*Problem:*
In the listing below, find the line containing "Reviewer note: make sure each instance of the palm". Write out that line and every line after it to the end, exactly and only those.

*Records provided:*
>> start

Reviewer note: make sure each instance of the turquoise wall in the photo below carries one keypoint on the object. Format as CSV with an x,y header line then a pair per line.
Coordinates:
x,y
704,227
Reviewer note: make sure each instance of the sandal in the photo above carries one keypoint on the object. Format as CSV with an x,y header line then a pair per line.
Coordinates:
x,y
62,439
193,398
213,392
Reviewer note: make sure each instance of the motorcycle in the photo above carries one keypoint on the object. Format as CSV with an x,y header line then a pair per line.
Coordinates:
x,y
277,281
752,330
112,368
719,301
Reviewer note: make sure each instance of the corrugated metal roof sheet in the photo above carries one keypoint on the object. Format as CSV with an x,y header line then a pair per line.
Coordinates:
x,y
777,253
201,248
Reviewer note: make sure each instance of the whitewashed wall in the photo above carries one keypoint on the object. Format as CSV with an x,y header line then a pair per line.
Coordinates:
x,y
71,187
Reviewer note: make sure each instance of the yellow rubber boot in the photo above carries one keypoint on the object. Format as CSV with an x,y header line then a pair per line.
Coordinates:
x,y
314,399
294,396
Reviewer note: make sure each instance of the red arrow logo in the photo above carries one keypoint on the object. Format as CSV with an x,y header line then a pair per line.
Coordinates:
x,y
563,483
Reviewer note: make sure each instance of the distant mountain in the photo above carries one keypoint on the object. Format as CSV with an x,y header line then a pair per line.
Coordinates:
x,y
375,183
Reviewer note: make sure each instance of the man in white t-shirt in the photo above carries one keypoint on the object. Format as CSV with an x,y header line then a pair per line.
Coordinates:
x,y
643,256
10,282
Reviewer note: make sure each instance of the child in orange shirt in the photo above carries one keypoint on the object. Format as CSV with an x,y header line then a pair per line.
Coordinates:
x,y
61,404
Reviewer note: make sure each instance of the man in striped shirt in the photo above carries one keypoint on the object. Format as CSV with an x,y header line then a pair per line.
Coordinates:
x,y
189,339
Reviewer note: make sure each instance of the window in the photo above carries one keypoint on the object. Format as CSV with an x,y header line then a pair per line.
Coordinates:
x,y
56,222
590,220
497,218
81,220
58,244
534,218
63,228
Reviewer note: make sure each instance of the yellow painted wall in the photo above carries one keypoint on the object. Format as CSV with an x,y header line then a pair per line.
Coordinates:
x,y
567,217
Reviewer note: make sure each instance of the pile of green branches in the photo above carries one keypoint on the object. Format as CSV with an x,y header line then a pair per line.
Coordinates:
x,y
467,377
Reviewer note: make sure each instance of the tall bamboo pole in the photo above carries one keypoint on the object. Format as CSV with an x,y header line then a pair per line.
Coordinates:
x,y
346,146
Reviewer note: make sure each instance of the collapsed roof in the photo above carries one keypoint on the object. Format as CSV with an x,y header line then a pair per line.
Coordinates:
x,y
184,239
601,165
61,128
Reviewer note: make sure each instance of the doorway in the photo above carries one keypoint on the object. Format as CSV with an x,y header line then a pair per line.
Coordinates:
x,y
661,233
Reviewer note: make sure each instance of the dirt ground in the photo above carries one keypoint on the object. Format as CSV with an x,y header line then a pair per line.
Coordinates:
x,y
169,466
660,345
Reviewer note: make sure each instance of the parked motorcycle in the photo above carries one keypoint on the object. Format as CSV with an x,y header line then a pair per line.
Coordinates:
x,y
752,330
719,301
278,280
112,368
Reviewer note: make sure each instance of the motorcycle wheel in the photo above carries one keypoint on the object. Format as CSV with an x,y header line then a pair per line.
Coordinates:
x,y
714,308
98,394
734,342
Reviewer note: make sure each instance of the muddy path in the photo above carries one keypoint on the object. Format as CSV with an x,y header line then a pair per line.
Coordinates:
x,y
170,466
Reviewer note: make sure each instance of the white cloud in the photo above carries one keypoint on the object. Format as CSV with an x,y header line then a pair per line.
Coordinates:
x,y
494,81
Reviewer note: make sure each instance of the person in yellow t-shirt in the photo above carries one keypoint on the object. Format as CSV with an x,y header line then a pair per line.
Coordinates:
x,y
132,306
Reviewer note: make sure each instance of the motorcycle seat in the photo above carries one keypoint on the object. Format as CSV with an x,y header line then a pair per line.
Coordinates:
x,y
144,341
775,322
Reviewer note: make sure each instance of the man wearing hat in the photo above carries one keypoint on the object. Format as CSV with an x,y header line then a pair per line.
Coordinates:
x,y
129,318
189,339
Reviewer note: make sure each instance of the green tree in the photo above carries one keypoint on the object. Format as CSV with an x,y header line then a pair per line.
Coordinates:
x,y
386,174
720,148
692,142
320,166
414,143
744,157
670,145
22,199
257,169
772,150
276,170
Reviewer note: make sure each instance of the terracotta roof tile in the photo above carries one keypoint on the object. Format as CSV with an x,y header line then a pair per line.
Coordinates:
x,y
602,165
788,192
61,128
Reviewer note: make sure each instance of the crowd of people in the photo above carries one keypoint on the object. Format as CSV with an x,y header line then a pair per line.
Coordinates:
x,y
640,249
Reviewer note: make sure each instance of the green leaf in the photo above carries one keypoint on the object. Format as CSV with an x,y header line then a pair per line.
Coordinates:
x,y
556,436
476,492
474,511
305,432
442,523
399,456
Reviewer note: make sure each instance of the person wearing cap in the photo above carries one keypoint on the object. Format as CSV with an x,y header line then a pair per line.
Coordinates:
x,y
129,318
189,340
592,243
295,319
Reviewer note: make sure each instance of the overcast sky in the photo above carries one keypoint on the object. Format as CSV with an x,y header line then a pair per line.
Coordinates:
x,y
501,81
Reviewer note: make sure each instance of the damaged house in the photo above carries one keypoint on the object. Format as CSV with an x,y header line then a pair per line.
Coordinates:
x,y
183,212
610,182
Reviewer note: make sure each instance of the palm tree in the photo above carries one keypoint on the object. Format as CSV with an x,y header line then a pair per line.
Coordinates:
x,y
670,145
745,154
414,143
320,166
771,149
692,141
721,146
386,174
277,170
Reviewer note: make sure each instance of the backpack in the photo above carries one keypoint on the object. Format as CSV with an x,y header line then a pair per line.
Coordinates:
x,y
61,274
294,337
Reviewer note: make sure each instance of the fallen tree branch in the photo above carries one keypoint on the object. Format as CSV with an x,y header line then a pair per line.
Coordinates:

>> end

*Solved exercise:*
Reviewer note: make sure each instance of the palm tree in the photo above carries one keypoint on the object. Format as CSV with an x,y header line then a pair per line.
Coordinates:
x,y
670,145
745,154
414,143
320,166
771,149
692,141
721,146
386,174
277,170
Reviewer note: make sure each instance of the backpack in the photo above carries one keypoint on the object. Format as CSV with an x,y header line then a pair per line.
Coordinates:
x,y
61,274
294,337
Reviewer note: make sure each instance of the fallen tree branch in the photo above carries one keypoint on the object. Format as CSV with an x,y header line then a pair per line.
Coordinates:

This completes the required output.